# [What you are asked to do]
Locate each line of the material below that contains the string "metal", and copy those lines in full.
···
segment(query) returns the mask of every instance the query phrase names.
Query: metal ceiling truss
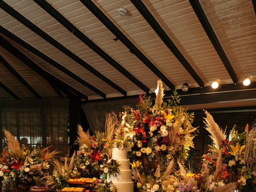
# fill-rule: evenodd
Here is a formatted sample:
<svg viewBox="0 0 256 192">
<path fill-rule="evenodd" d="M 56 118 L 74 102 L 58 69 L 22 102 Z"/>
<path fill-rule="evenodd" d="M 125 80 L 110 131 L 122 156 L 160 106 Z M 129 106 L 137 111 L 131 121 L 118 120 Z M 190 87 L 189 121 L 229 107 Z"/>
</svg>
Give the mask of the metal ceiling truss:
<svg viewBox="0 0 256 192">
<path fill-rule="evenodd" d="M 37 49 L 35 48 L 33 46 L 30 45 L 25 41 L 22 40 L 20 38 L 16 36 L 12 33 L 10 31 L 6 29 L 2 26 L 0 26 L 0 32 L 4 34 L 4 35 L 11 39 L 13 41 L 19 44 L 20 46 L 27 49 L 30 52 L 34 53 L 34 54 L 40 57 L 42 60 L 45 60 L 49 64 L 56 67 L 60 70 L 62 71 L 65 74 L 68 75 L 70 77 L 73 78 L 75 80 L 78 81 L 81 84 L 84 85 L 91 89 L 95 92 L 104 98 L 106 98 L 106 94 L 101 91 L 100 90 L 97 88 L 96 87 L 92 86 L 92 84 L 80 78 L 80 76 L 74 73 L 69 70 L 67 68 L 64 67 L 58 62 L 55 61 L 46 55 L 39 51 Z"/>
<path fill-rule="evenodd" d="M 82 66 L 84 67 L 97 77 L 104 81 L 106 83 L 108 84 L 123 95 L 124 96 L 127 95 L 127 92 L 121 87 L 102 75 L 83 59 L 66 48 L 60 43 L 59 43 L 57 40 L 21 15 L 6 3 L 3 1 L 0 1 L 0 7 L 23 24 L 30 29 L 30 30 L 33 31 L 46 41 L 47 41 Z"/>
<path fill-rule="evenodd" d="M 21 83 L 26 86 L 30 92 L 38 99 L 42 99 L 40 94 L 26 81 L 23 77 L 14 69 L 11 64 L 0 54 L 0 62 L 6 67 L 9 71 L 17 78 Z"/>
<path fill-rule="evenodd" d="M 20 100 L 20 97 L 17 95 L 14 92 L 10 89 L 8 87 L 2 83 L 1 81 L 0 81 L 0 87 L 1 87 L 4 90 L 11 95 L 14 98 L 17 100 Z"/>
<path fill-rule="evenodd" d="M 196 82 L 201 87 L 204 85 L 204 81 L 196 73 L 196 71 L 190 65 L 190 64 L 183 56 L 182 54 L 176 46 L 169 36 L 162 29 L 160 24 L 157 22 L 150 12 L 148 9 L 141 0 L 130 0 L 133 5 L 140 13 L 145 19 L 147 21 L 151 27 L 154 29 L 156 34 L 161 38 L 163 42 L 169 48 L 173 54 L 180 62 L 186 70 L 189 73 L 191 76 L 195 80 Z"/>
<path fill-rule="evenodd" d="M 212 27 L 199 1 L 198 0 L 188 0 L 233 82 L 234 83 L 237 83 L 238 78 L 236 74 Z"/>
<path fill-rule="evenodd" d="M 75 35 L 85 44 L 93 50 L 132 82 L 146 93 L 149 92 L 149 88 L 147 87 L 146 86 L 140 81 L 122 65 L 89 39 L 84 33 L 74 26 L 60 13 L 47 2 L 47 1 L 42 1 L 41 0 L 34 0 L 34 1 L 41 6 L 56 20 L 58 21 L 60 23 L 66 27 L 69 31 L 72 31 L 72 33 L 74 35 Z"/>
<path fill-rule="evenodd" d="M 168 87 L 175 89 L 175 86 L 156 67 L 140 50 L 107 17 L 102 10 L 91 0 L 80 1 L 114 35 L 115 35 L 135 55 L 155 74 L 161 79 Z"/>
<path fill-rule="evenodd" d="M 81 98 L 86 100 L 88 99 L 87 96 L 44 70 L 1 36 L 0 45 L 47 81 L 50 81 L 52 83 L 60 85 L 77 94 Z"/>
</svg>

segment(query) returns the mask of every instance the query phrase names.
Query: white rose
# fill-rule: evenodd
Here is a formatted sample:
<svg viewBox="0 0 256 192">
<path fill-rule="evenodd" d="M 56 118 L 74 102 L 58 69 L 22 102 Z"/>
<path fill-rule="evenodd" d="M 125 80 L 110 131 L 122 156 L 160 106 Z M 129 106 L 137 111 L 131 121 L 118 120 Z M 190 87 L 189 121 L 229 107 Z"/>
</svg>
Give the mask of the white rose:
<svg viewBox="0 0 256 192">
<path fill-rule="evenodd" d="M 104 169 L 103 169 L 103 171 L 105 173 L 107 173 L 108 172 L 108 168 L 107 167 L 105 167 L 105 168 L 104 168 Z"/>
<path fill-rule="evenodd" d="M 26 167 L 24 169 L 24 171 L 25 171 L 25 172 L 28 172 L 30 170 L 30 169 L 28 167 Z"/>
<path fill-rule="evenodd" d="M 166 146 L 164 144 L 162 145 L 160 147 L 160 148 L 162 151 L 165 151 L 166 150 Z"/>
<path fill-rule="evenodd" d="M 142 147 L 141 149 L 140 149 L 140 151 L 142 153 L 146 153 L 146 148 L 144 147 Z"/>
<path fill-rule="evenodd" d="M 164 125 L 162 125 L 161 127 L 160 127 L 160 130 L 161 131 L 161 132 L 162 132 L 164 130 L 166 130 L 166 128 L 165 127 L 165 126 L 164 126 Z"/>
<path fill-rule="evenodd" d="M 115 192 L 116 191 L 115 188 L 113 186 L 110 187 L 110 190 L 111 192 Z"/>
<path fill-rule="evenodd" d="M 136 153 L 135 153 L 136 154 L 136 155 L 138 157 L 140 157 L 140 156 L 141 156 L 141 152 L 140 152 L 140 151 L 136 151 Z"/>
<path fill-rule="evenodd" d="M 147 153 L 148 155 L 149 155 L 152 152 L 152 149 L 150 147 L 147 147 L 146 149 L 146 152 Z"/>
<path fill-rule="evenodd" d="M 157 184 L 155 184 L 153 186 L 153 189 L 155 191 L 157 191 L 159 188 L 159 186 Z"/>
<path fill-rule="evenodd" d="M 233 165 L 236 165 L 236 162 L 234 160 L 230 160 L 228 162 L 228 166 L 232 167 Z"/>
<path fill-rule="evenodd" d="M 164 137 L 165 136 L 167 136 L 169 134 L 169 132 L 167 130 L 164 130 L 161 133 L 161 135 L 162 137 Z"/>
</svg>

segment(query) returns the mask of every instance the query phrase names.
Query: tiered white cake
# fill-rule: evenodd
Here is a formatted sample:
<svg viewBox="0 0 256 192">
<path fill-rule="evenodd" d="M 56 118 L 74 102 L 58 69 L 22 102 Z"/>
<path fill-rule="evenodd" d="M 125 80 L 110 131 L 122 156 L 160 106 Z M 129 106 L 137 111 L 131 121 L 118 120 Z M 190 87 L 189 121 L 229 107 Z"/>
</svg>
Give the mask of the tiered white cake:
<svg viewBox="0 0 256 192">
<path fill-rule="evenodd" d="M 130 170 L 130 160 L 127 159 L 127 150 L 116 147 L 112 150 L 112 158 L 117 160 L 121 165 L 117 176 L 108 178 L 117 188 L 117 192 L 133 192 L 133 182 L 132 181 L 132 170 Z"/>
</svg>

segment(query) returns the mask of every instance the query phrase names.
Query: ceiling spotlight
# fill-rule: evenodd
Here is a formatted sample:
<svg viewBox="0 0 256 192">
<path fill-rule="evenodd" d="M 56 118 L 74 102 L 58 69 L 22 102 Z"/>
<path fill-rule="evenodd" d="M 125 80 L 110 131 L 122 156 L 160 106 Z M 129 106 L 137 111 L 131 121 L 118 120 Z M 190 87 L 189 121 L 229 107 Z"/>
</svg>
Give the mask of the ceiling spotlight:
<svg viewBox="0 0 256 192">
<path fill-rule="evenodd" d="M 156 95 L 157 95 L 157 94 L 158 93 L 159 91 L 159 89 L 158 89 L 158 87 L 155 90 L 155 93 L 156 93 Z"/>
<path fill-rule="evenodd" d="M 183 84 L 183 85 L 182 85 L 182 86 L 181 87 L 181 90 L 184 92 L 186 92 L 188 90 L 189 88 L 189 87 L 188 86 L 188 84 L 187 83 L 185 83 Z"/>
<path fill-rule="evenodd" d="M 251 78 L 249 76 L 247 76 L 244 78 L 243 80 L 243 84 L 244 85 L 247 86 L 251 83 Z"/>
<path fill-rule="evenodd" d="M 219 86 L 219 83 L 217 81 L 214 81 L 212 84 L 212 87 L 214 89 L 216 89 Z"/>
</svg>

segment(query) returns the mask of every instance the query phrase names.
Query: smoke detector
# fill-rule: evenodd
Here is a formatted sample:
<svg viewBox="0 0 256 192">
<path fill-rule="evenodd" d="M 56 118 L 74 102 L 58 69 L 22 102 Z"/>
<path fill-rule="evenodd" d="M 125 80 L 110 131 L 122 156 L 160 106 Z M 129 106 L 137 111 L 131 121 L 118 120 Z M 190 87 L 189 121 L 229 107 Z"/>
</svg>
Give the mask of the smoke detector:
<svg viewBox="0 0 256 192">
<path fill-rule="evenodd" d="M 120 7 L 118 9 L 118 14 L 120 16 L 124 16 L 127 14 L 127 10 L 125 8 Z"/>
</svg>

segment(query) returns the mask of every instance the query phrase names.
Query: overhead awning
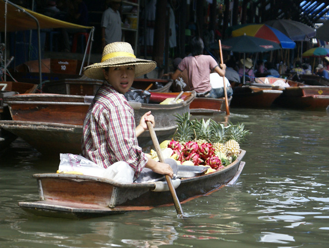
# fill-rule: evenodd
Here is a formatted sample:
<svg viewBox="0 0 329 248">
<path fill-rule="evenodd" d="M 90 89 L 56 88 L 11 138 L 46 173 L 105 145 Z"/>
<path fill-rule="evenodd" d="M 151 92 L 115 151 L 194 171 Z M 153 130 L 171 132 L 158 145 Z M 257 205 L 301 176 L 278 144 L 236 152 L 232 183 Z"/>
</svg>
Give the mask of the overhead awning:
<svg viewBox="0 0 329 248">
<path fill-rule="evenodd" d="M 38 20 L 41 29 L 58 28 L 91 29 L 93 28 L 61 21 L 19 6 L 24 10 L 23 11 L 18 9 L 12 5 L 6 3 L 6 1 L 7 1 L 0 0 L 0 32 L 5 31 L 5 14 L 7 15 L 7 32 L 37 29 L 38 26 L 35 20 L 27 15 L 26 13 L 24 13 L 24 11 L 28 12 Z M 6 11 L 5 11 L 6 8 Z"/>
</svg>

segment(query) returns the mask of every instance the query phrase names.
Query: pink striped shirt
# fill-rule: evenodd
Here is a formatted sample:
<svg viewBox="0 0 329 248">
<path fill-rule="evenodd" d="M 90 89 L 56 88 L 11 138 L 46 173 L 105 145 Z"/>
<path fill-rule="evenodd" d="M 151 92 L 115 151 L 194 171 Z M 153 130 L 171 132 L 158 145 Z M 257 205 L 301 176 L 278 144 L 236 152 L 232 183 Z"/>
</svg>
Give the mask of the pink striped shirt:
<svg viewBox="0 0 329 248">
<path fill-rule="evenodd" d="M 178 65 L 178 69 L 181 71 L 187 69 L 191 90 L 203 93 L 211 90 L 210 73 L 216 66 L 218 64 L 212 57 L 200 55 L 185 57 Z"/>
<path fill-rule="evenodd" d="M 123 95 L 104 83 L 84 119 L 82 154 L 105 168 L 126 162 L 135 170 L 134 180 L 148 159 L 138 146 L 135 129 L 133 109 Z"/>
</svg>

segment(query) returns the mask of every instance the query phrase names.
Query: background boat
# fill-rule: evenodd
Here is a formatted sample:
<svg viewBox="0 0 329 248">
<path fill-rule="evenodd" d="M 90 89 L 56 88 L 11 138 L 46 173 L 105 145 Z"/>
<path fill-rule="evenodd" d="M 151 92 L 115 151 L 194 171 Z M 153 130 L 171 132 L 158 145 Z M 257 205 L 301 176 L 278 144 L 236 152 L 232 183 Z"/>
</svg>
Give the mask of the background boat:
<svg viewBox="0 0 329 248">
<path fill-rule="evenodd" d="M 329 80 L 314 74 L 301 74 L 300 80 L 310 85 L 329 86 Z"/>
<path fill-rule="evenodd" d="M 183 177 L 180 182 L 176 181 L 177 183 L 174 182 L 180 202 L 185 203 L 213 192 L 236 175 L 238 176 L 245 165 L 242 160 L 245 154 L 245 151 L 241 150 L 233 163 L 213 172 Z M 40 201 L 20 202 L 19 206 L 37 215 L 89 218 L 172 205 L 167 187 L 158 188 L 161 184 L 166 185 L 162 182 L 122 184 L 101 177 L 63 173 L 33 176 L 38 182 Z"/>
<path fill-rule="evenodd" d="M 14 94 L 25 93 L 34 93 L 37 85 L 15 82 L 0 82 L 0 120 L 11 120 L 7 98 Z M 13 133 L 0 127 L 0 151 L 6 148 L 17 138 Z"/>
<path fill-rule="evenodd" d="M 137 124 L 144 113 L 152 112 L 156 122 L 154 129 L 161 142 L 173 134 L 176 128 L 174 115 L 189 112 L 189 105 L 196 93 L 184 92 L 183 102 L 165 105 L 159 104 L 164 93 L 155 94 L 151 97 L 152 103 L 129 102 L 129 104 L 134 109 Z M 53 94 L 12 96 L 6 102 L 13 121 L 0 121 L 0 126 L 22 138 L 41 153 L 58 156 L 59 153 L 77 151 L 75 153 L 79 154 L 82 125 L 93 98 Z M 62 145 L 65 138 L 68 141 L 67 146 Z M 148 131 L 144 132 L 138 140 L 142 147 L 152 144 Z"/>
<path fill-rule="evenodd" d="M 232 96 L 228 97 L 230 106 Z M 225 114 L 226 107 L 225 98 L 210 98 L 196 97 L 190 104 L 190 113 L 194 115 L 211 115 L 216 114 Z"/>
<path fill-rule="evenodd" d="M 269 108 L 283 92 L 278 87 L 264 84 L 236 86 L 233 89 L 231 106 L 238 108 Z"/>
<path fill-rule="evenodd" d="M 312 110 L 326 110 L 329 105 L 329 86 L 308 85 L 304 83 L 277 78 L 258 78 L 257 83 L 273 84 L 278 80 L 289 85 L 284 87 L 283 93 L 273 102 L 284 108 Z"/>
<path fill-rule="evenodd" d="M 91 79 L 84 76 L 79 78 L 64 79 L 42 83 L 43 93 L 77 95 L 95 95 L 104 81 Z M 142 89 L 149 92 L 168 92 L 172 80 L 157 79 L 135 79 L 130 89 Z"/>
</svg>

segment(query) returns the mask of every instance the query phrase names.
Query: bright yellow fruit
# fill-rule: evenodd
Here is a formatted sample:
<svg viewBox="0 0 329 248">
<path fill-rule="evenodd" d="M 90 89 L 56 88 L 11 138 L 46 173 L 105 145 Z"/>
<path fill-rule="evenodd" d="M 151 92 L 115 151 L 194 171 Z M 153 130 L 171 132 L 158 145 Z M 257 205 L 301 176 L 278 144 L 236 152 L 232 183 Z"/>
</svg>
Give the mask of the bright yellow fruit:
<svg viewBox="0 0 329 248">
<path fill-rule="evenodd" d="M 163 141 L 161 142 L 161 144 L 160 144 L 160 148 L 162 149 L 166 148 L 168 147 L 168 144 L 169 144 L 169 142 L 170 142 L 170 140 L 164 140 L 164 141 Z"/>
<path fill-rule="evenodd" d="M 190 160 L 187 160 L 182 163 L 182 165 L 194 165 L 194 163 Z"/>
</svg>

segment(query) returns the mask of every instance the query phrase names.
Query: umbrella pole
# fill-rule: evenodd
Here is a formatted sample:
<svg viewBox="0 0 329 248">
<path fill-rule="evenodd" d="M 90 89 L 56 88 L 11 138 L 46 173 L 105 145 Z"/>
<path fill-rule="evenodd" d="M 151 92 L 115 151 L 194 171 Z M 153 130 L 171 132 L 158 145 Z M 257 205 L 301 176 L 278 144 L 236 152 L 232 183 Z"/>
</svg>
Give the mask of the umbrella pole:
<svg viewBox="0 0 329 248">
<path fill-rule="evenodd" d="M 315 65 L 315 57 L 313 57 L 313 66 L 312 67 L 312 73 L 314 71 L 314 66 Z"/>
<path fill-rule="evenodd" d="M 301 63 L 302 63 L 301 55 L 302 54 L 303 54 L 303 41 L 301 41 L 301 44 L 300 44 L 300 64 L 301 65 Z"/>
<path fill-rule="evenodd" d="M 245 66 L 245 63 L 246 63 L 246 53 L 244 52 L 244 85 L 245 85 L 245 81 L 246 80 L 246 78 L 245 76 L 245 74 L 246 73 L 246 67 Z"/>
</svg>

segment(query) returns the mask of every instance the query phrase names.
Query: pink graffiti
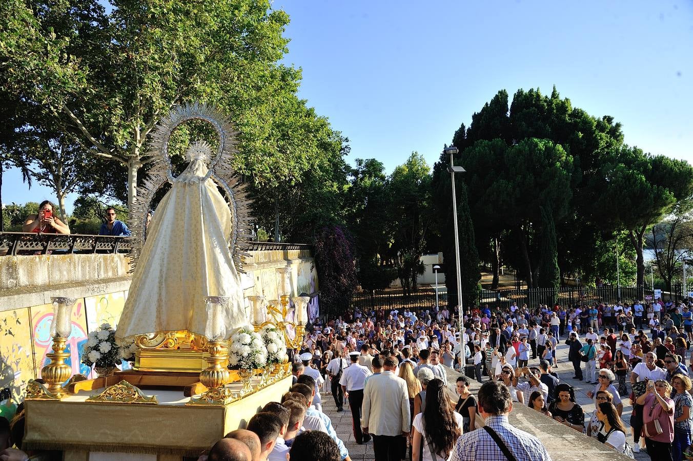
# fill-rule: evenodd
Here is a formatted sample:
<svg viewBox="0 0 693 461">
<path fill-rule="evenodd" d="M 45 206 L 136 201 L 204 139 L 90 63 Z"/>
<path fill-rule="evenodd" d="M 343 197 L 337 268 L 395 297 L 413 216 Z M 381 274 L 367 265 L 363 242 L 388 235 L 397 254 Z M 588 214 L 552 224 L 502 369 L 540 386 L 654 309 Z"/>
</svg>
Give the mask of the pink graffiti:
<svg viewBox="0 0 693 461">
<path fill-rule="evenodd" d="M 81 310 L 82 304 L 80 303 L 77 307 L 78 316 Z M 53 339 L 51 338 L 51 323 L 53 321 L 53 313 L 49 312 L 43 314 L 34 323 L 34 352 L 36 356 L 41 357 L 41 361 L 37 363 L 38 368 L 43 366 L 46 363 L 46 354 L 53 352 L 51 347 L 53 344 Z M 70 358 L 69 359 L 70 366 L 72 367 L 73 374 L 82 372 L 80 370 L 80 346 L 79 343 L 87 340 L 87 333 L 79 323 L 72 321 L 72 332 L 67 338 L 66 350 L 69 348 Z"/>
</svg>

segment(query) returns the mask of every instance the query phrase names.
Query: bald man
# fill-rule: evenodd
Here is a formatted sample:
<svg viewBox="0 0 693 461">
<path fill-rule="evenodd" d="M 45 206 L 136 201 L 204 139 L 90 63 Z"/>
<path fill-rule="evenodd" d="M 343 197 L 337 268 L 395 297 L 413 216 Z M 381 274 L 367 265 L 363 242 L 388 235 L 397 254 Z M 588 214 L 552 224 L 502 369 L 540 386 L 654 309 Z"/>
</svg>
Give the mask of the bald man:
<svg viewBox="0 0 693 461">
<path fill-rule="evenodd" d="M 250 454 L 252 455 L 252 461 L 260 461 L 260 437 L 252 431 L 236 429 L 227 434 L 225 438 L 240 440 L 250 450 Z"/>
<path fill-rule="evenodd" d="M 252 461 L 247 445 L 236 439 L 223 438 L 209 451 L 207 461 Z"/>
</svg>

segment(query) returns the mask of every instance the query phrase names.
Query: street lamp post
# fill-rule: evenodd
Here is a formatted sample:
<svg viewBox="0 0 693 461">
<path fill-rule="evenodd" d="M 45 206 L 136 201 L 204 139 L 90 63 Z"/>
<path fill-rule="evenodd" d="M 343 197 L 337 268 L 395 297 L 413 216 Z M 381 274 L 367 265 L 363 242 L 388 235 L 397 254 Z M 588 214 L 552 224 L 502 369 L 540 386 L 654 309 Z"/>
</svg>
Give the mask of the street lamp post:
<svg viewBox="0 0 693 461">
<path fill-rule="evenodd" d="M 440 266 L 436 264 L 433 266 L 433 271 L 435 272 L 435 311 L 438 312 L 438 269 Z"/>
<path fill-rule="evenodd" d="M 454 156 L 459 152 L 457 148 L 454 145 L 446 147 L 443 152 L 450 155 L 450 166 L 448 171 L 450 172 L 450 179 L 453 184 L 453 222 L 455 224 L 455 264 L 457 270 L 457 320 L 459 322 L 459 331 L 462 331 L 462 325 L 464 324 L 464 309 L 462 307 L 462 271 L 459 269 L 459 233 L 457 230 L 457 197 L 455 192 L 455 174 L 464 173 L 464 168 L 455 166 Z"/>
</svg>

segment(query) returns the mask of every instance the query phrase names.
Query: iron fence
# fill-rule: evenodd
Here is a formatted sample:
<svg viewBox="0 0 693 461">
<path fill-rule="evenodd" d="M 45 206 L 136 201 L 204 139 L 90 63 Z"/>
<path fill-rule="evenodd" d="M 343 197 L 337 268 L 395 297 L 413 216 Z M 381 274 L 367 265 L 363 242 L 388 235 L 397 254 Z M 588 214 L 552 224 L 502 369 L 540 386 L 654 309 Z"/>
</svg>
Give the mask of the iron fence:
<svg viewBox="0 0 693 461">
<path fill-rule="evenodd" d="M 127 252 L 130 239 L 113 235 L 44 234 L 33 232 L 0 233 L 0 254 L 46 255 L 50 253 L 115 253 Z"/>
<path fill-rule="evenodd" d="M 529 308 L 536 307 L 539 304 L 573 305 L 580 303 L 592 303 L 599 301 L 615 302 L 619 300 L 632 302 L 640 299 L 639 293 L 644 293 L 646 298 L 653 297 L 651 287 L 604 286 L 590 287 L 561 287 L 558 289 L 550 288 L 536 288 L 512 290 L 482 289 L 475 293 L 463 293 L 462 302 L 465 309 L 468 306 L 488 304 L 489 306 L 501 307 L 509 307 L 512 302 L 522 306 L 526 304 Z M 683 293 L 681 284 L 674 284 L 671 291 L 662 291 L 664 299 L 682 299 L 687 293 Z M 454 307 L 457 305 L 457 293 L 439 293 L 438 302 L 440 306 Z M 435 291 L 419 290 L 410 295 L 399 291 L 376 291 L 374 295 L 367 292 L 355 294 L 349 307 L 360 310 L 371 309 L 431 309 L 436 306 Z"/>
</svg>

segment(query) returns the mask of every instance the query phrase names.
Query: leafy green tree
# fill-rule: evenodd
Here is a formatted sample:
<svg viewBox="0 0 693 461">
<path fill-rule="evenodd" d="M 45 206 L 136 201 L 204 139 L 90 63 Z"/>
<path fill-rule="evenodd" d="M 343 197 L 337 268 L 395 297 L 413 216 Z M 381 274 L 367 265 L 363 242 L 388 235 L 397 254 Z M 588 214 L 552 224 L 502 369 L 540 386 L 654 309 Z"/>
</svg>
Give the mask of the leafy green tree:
···
# [Solution]
Query: metal ceiling truss
Give the mask of the metal ceiling truss:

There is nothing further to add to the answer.